[Quoted text]
GithubHelp home page GithubHelp logo

Comments (12)

bbulkow avatar bbulkow commented on September 28, 2024 1

I think you will be surprised by the performance of Aerospike for writes.

Even without batch functionality, we have found Aerospike will outperform Cassandra in writes by at least 5-1 or 10-1 on the same hardware. We've had a few people who switched from Cassandra and did benchmarks running on their old Cassandra hardware - YMMV.

I think the "critical part of the system's processing" must be high performance writes, because Cassandra is not providing any kind of consistency guarantees on a batch write. Batch writes are certainly required in Cassanra to achieve performance.

Writing individually has a number of benefits. You can write to different tables/sets, you can get individual error codes, and use individual write policies, one write can overtake another. This is especially beneficial when you use an async API like async Java and/or C interfaces.

There are certainly a few cases - especially very small objects - where batching at the network layer improves performance simply due to processing overhead, but I'd suggest simply trying multithreaded writing. I heard from one of our large customers is running > 10Gb/sec on a single server now, and they use fairly small objects and a lot of writes.

If you'd like to discuss your exact need further, feel free to PM me.

from aerospike-client-java.

jpfuentes2 avatar jpfuentes2 commented on September 28, 2024

Aerospike does not do batch writes it only does batch gets.

from aerospike-client-java.

jacek99 avatar jacek99 commented on September 28, 2024

That sounds like a major oversight.

If I have 1000 keys to update in a batch, does that mean I have to make 1000 separate network calls instead of just 1?

from aerospike-client-java.

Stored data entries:
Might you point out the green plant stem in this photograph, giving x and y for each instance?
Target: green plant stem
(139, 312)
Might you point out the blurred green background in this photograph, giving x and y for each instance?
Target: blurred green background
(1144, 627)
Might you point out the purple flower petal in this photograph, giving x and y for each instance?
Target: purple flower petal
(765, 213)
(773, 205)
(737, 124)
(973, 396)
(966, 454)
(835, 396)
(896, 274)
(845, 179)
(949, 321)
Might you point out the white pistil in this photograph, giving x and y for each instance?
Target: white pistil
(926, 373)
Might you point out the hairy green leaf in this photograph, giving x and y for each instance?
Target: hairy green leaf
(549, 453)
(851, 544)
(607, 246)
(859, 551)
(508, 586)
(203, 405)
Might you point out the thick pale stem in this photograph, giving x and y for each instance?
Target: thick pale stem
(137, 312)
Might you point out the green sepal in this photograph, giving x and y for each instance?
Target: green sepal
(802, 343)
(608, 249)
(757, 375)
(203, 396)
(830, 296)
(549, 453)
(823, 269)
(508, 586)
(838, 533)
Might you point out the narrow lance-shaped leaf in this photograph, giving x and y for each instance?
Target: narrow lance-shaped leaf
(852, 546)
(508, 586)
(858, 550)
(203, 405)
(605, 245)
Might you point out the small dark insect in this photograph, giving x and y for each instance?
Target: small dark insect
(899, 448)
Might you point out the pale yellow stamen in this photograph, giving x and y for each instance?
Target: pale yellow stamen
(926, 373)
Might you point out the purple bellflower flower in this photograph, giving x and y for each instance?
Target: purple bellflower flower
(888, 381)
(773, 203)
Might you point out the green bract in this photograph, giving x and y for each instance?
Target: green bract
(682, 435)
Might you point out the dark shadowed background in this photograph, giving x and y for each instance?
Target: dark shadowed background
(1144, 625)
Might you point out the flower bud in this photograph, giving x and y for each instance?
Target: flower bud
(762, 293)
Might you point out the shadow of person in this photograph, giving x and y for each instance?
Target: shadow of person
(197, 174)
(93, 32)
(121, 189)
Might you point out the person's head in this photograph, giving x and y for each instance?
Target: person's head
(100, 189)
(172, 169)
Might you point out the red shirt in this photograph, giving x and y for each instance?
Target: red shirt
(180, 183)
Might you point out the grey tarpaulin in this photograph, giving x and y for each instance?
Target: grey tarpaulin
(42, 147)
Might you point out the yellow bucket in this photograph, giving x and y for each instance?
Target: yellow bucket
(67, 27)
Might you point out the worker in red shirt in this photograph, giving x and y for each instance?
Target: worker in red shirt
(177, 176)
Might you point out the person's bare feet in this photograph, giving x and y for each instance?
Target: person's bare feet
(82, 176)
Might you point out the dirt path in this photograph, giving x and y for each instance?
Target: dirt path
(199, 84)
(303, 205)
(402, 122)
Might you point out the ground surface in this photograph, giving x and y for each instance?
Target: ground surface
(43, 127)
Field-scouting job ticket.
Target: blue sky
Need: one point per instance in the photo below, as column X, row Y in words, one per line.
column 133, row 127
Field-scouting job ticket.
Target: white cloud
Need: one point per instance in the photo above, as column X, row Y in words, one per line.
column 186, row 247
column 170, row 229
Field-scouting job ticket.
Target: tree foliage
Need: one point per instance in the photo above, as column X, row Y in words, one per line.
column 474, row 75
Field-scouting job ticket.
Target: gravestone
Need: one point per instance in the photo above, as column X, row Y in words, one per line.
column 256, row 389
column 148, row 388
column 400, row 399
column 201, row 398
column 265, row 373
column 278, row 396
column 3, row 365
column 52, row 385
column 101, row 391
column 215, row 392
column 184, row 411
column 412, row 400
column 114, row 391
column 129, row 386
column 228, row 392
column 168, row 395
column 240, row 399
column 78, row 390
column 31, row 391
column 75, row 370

[Tasks for this exercise]
**1.** In the Aerospike thread, how much does Aerospike outperform Cassandra in writes on the same hardware?
**2.** Retype everything in the Aerospike thread from "If you'd like" down to "a major oversight.".
The items have no connection to the Aerospike thread.

[Expected answers]
**1.** By at least 5-1 or 10-1.

**2.**
If you'd like to discuss your exact need further, feel free to PM me.

from aerospike-client-java.

jpfuentes2 avatar jpfuentes2 commented on September 28, 2024

Aerospike does not do batch writes it only does batch gets.

from aerospike-client-java.

jacek99 avatar jacek99 commented on September 28, 2024

That sounds like a major oversight.